→ **WHAT THIS TASK INVOLVES**
Give the items between the lines holding "Please locate every white baseboard" and "[[442, 157, 491, 256]]", inclusive, as a two-column CSV with the columns item_text and answer, one row for each item. Put each value in a single quoted field and turn any line breaks into spaces.

Dataset excerpt:

□ □ □ □ □ □ □

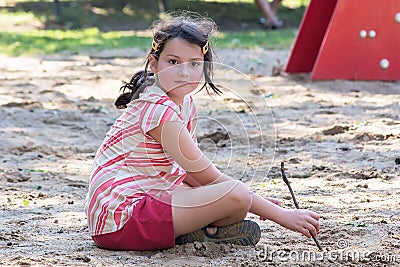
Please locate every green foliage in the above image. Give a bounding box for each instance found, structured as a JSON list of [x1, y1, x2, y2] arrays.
[[0, 0, 309, 56], [0, 28, 150, 56], [0, 28, 294, 56]]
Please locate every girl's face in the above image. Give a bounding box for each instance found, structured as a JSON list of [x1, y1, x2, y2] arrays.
[[149, 38, 204, 105]]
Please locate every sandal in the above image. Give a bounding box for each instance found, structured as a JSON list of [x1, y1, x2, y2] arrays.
[[175, 220, 261, 246]]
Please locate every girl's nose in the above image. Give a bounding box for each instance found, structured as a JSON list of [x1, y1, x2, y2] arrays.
[[178, 63, 189, 76]]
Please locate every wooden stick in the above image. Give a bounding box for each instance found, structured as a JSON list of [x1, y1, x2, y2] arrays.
[[281, 161, 324, 251]]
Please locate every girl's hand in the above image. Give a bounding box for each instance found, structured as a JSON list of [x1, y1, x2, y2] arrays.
[[265, 197, 282, 207], [278, 209, 319, 238], [260, 197, 282, 221]]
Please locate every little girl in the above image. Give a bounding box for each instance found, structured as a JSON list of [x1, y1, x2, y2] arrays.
[[85, 14, 319, 253]]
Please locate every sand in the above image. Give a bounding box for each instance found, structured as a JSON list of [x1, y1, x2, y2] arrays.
[[0, 49, 400, 266]]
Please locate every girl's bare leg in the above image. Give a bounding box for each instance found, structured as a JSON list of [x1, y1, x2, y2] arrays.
[[172, 180, 251, 236], [271, 0, 281, 16]]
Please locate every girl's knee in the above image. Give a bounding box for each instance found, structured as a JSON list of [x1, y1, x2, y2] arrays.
[[230, 181, 251, 214]]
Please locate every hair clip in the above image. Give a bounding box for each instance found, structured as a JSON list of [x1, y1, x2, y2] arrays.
[[151, 39, 158, 52], [201, 41, 208, 55]]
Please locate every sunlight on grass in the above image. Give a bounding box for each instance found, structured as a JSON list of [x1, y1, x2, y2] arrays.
[[0, 28, 295, 56]]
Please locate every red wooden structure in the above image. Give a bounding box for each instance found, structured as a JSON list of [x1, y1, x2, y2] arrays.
[[286, 0, 400, 81]]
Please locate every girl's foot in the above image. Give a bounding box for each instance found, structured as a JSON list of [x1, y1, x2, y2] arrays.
[[175, 220, 261, 246], [259, 18, 283, 30]]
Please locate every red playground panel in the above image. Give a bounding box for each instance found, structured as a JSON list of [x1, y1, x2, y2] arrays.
[[286, 0, 400, 81]]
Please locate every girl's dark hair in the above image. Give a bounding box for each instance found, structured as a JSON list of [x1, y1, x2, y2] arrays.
[[115, 15, 221, 108]]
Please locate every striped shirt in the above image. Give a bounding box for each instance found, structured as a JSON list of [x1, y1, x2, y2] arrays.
[[85, 86, 197, 235]]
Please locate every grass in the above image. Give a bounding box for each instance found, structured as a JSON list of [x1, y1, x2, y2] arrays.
[[0, 0, 309, 56], [0, 28, 295, 56]]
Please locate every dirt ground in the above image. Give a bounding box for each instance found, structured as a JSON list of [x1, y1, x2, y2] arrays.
[[0, 49, 400, 266]]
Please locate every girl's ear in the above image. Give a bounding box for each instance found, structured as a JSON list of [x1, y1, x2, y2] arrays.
[[149, 55, 157, 73]]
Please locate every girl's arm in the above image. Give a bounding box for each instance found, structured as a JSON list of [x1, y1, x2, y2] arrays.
[[148, 121, 232, 186], [250, 193, 319, 238], [148, 122, 319, 237]]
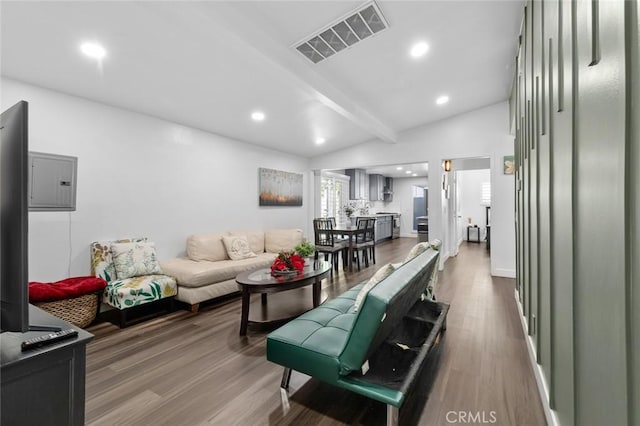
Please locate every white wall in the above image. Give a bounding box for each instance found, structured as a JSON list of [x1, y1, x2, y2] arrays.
[[456, 169, 491, 240], [1, 79, 313, 281], [311, 102, 515, 277]]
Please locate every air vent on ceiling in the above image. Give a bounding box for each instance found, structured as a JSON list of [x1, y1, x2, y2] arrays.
[[294, 2, 389, 64]]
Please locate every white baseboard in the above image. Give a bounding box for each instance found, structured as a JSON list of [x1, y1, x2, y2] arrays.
[[491, 268, 516, 278], [513, 290, 560, 426]]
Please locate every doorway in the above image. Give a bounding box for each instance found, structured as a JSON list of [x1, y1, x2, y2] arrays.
[[442, 157, 491, 256]]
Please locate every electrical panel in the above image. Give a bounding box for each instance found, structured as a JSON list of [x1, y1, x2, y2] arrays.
[[29, 152, 78, 211]]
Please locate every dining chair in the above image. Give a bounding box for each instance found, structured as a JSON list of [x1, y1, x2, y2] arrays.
[[313, 218, 347, 271], [353, 217, 376, 271]]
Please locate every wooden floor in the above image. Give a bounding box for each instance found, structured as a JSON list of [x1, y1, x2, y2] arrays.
[[86, 238, 545, 425]]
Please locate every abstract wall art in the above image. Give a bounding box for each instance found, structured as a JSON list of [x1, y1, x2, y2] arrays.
[[258, 168, 303, 206]]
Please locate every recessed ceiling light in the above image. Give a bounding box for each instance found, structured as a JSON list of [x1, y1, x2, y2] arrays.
[[251, 111, 265, 121], [409, 41, 429, 58], [80, 43, 107, 60], [436, 95, 449, 105]]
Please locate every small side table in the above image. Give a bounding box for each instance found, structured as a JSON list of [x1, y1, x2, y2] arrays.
[[467, 225, 480, 243]]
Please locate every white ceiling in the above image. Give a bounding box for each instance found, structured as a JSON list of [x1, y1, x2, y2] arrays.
[[0, 0, 523, 157]]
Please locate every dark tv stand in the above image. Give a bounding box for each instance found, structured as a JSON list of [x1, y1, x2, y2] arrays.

□ □ □ □ □ □ □

→ **SOLUTION TO THIS EXERCISE**
item_text,answer
"Please locate every white baseboard in the above image. Give a bounding box for each instance found, structured as a JSON list of [x1, y1, x2, y2] arrays.","[[491, 268, 516, 278], [513, 290, 560, 426]]"
"Please locate every doorway in the above image. Give a bounding box for each instance found, structured as a JSON list of [x1, y1, x2, y2] arrays.","[[442, 157, 491, 256]]"